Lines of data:

•••

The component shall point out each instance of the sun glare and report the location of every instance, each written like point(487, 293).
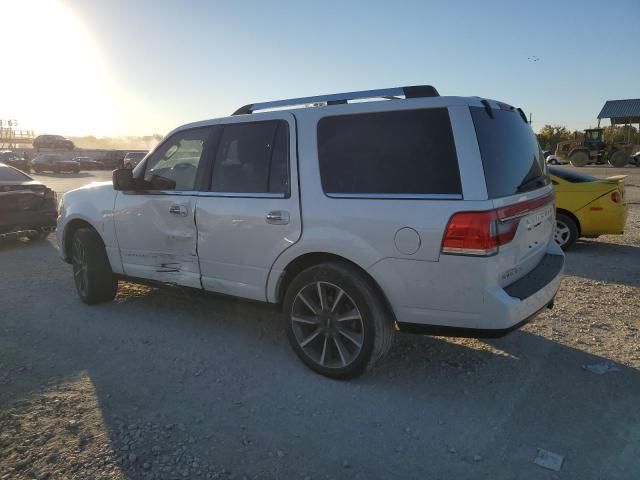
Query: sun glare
point(54, 79)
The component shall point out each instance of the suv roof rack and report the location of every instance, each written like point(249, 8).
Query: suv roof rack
point(415, 91)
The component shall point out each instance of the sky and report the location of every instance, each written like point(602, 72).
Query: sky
point(118, 67)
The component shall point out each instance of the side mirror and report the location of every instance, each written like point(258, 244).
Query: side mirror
point(123, 179)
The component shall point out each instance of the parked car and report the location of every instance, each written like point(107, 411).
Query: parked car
point(587, 206)
point(27, 207)
point(423, 213)
point(87, 163)
point(54, 142)
point(132, 159)
point(14, 160)
point(54, 163)
point(112, 159)
point(555, 160)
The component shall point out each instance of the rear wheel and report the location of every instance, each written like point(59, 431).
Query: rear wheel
point(619, 159)
point(336, 321)
point(40, 236)
point(579, 158)
point(566, 232)
point(92, 273)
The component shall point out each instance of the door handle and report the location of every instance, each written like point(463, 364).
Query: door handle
point(179, 210)
point(278, 217)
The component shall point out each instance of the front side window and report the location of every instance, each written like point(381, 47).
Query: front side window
point(408, 152)
point(253, 158)
point(175, 164)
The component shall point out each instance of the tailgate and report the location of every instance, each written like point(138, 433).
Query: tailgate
point(533, 218)
point(16, 198)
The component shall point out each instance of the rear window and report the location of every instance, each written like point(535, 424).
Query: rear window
point(571, 176)
point(511, 156)
point(408, 152)
point(8, 174)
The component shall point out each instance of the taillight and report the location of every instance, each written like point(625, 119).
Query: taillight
point(477, 233)
point(481, 233)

•••

- _Stated problem_
Rewrite the items above with "The component" replaced by "The tool" throughout, changing nothing else and leaving out the pictures.

- _Expected answer_
The tool shall point out each instance of the sun glare and report the location of every instance, each written like point(487, 293).
Query: sun glare
point(54, 79)
The tool shall point out each instance of the suv roof rack and report the location of every instance, each written like point(249, 8).
Query: suv roof rack
point(415, 91)
The tool shall point out each instance of the sky and report the location of every instance, each written like point(602, 72).
Query: sky
point(118, 67)
The tool shall point out each instance of the side mirror and report the location of every instance, each written like point(258, 244).
Query: side mirror
point(123, 179)
The tool shall point out each instance of the parked car and report the location of every instance, each written like point(107, 411).
Query: parked car
point(587, 206)
point(27, 207)
point(423, 213)
point(87, 163)
point(54, 142)
point(132, 159)
point(14, 160)
point(54, 163)
point(112, 159)
point(555, 160)
The tool shall point out each instance of the rear wheel and report the location of every instance, each written like point(59, 431).
Query: rear wheel
point(619, 159)
point(336, 321)
point(40, 236)
point(579, 158)
point(566, 232)
point(92, 273)
The tool shall point out each instance of the door handle and report the location of every instance, each written like point(463, 364).
Query: door handle
point(179, 210)
point(278, 217)
The tool shall point out each instance of the front side window and report the location of every instance, each written like point(381, 47).
Query: front side window
point(408, 152)
point(253, 158)
point(175, 164)
The tool shall point out each instance of the tailgate and report the location of every instance, each written like point(138, 433).
Query: tailgate
point(533, 218)
point(16, 198)
The tool shall point out each instance of the rear window and report the location of every instance, each written like point(535, 424).
Query: rear window
point(571, 176)
point(511, 156)
point(408, 152)
point(8, 174)
The tool shall point out each instance of the taillight and report the location of every instance, each written like point(625, 119).
Query: taillight
point(477, 233)
point(481, 233)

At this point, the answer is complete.